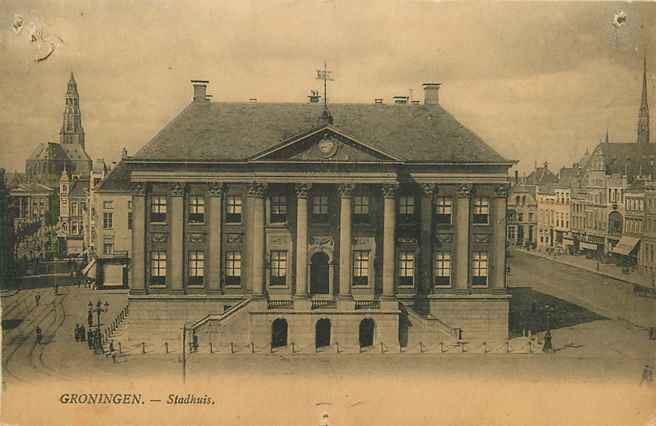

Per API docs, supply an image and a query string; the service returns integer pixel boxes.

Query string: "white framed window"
[226,195,242,223]
[353,250,369,286]
[189,250,205,285]
[472,251,488,287]
[473,197,490,225]
[103,212,114,229]
[435,197,453,225]
[433,251,451,287]
[271,250,287,285]
[399,251,415,286]
[150,195,166,222]
[225,250,241,285]
[150,250,166,285]
[189,195,205,223]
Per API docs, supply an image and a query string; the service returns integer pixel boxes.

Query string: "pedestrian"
[640,364,654,385]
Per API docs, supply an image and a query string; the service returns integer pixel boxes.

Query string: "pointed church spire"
[638,56,649,144]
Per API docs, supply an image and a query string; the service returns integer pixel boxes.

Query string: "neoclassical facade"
[125,82,512,351]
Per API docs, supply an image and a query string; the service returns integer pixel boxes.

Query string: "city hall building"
[125,81,513,351]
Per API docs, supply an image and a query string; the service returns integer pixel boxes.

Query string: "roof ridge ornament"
[317,61,335,126]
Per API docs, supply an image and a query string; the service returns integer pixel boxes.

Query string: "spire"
[59,72,84,149]
[638,56,649,144]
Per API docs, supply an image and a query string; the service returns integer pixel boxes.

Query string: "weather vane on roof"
[317,61,334,108]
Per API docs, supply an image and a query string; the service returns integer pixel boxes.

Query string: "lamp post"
[88,299,109,350]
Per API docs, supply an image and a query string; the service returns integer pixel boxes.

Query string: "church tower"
[638,57,649,145]
[59,73,84,150]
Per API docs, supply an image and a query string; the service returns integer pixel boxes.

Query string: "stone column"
[166,183,185,294]
[491,185,508,289]
[130,183,148,294]
[337,184,353,299]
[207,182,223,294]
[248,182,266,297]
[383,185,398,299]
[417,183,435,294]
[455,184,472,290]
[295,183,311,299]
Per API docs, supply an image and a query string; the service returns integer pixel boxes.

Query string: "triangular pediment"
[251,126,401,163]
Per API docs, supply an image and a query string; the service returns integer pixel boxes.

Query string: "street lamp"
[88,299,109,350]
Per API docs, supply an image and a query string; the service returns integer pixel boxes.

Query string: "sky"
[0,0,656,173]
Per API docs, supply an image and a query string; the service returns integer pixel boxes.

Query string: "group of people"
[75,324,87,342]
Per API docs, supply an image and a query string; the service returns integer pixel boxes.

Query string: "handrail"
[189,297,251,331]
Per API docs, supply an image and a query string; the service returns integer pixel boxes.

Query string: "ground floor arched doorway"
[360,318,375,348]
[271,318,287,348]
[314,318,330,348]
[310,252,330,294]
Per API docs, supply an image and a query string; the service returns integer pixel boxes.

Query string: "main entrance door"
[360,318,374,348]
[314,318,330,348]
[271,318,287,348]
[310,253,330,294]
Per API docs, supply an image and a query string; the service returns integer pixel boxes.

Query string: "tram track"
[3,295,67,383]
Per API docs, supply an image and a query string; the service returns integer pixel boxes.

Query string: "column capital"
[421,183,436,197]
[456,183,473,198]
[294,183,312,198]
[383,183,399,198]
[130,182,146,197]
[167,182,185,197]
[337,183,355,198]
[494,183,509,198]
[248,182,267,198]
[207,182,224,197]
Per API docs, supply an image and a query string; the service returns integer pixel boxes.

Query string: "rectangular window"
[435,197,453,225]
[226,195,242,223]
[189,195,205,223]
[473,198,490,225]
[353,195,369,223]
[103,239,114,256]
[103,212,114,229]
[353,250,369,286]
[150,250,166,285]
[189,251,205,285]
[399,195,416,222]
[225,251,241,285]
[150,195,166,223]
[433,252,451,287]
[271,195,287,223]
[312,195,328,222]
[399,251,415,286]
[271,250,287,285]
[472,252,487,287]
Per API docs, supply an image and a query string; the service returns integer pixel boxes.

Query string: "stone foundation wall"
[430,296,510,341]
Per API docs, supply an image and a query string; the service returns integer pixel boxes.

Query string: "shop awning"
[579,241,597,250]
[611,237,640,256]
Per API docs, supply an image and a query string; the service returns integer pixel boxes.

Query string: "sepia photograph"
[0,0,656,426]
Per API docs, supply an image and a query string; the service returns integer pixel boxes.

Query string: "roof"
[9,182,54,194]
[68,179,89,197]
[27,142,68,161]
[598,143,656,176]
[132,102,509,163]
[526,165,558,185]
[96,161,130,192]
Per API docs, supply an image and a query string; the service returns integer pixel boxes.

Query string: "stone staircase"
[401,303,459,346]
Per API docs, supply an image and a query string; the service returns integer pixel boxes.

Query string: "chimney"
[191,80,210,102]
[422,83,441,105]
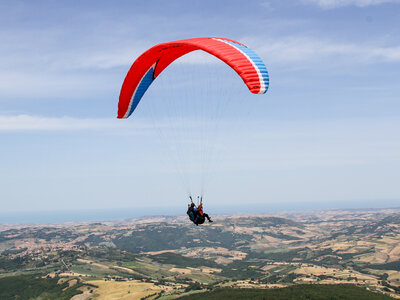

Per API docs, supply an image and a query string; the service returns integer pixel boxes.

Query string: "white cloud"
[302,0,400,9]
[247,36,400,66]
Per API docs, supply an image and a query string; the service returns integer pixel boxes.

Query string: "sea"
[0,199,400,224]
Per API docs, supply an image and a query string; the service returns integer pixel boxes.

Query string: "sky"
[0,0,400,214]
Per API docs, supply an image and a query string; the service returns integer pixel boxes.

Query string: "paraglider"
[186,196,213,226]
[118,37,269,119]
[118,37,269,225]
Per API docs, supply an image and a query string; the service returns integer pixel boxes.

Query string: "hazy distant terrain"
[0,209,400,300]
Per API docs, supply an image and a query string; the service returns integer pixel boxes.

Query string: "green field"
[179,284,393,300]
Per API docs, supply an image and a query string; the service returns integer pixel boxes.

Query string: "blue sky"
[0,0,400,216]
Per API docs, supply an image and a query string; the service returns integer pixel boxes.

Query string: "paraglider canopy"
[118,37,269,119]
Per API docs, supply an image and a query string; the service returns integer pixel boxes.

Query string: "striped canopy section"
[118,37,269,119]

## What the task asks
Could you lay out every line of the records above as a numbered list, with blank lines and the pictures left out?

## Answer to this exercise
1. Per API docs, supply an image and a query string; the service returns integer pixel boxes.
2. Query string: "white framed window"
3. [226,195,242,223]
4. [353,250,369,286]
5. [189,250,205,285]
6. [472,251,488,287]
7. [473,197,490,225]
8. [103,212,114,229]
9. [435,197,453,225]
10. [433,251,451,287]
11. [271,250,287,285]
12. [399,251,415,286]
13. [150,195,166,222]
14. [225,250,241,285]
15. [150,250,166,285]
16. [189,195,205,223]
17. Per API docs, supply an image and a query string; the service returns integer pixel boxes.
18. Query string: "pedestrian"
19. [640,364,654,385]
20. Per API docs, supply an image and a query string; the service returns integer pixel boxes.
21. Query string: "pointed church spire"
22. [638,56,649,144]
23. Per API docs, supply an image and a query string; the service returns integer pixel boxes.
24. Query string: "neoclassical facade"
25. [125,82,512,351]
26. Per API docs, supply an image and a query string; the service returns integer pixel boxes.
27. Query string: "city hall building"
28. [125,81,513,351]
29. Per API docs, supply an image and a query string; the service returns integer pixel boxes.
30. Query string: "roof ridge ornament"
31. [317,61,335,126]
32. Per API docs, supply an image and a query string; the service returns integer pixel boxes.
33. Query string: "spire"
34. [59,72,84,149]
35. [638,56,649,144]
36. Per API docs, supply an image and a query string; the service returns integer pixel boxes.
37. Query string: "weather vane on roof"
38. [317,61,334,108]
39. Per API docs, supply an image and a query string; the service returns integer pixel boxes.
40. Query string: "lamp post"
41. [88,299,109,350]
42. Per API docs, supply an image and a query string; the service returns integer pixel boxes.
43. Query string: "church tower"
44. [638,57,649,145]
45. [59,73,84,150]
46. Per API docs, supply an image and a query string; the service returns integer pixel boxes.
47. Query string: "stone column"
48. [166,183,185,294]
49. [491,185,508,289]
50. [130,183,148,294]
51. [337,184,353,299]
52. [207,182,223,294]
53. [248,182,266,297]
54. [383,185,398,299]
55. [417,183,435,294]
56. [455,184,472,290]
57. [295,183,311,299]
58. Per API docs, supply an image and a query string; the service returns integer pixel boxes.
59. Query string: "triangular pediment"
60. [251,126,401,163]
61. Per API docs, supply an image and a query string; the service returns integer pixel boxes.
62. Query string: "street lamp"
63. [88,299,109,350]
64. Per API docs, supply an image and a query string; the service returns integer pixel boxes.
65. Query string: "sky"
66. [0,0,656,173]
67. Per API docs, supply an image and a query string; the service returns integer pixel boxes.
68. Query string: "group of people"
69. [75,324,87,342]
70. Per API docs, supply an image and a query string; the service returns integer pixel boxes.
71. Query string: "handrail"
72. [189,297,251,331]
73. Per API docs, supply an image and a query string; the service returns integer pixel boxes.
74. Query string: "ground floor arched doorway"
75. [360,318,375,348]
76. [271,318,287,348]
77. [314,318,330,348]
78. [310,252,330,294]
79. Per API docs, supply an image and a query string; the service returns integer pixel boxes.
80. Query string: "main entrance door"
81. [360,318,374,348]
82. [314,318,330,348]
83. [271,318,287,348]
84. [310,253,330,294]
85. Per API docs, supply an image and a query string; the service returns integer pixel boxes.
86. Query string: "tram track"
87. [3,295,67,383]
88. Per API docs, supply an image and a query string; the service returns integer pixel boxes.
89. Query string: "column capital"
90. [421,183,436,197]
91. [456,183,473,198]
92. [294,183,312,198]
93. [383,183,399,198]
94. [130,182,146,197]
95. [167,182,185,197]
96. [337,183,355,198]
97. [494,183,509,198]
98. [248,182,267,198]
99. [207,182,224,197]
100. Per API docs, supply an image and a query string; the service returns integer pixel boxes.
101. Query string: "rectangular window"
102. [435,197,453,225]
103. [226,195,242,223]
104. [189,195,205,223]
105. [473,198,490,225]
106. [353,195,369,223]
107. [103,239,114,256]
108. [103,212,114,229]
109. [353,250,369,286]
110. [150,250,166,285]
111. [189,251,205,285]
112. [399,195,416,222]
113. [225,251,241,285]
114. [150,195,166,223]
115. [433,252,451,287]
116. [271,195,287,223]
117. [312,195,328,222]
118. [399,251,415,286]
119. [271,250,287,285]
120. [472,252,487,287]
121. Per API docs, supply an image and a query string; the service returns integer pixel boxes.
122. Query string: "stone foundation wall"
123. [430,296,510,341]
124. Per API docs, supply an image and a query string; the service returns integer pixel boxes.
125. Query string: "shop awning"
126. [579,241,597,250]
127. [611,237,640,256]
128. Per API docs, supply an image and a query string; the service returns integer pixel boxes.
129. Query string: "sepia photograph"
130. [0,0,656,426]
131. Per API docs, supply an image and a query string; the service returns integer pixel boxes.
132. Query string: "roof"
133. [9,182,54,194]
134. [68,179,89,197]
135. [27,142,68,161]
136. [598,143,656,176]
137. [132,102,509,163]
138. [526,165,558,185]
139. [96,161,130,192]
140. Per API docs, supply an image and a query string; the service returns integer pixel boxes.
141. Query string: "stone staircase"
142. [401,303,459,346]
143. Per API docs, supply an image and a query string; the service returns integer pixel boxes.
144. Query string: "chimney"
145. [191,80,210,102]
146. [422,83,441,105]
147. Per API docs, supply an image and a query string; the service returns integer pixel boxes.
148. Query string: "white cloud"
149. [302,0,400,9]
150. [247,36,400,66]
151. Per API docs, supply an image and a query string; the service returns integer pixel boxes.
152. Query string: "sea"
153. [0,199,400,224]
154. Per API docs, supply an image and a query string; the service returns integer pixel boxes.
155. Query string: "sky"
156. [0,0,400,214]
157. Per API docs, supply an image and a query string; the service returns integer pixel boxes.
158. Query string: "paraglider"
159. [186,196,213,226]
160. [118,37,269,119]
161. [118,37,269,225]
162. Per API docs, supply an image and a query string; the service returns integer pixel boxes.
163. Query string: "hazy distant terrain"
164. [0,209,400,300]
165. Per API docs, supply an image and a query string; the service returns integer pixel boxes.
166. Query string: "green field"
167. [179,284,393,300]
168. Per API docs, supply an image and a query string; the service returns integer pixel boxes.
169. Query string: "blue sky"
170. [0,0,400,216]
171. Per API docs, supply an image and a query string; the service returns integer pixel boxes.
172. Query string: "paraglider canopy"
173. [118,37,269,119]
174. Per API docs, supply an image and a query string; the service returns integer pixel boxes.
175. Query string: "striped canopy section"
176. [118,37,269,119]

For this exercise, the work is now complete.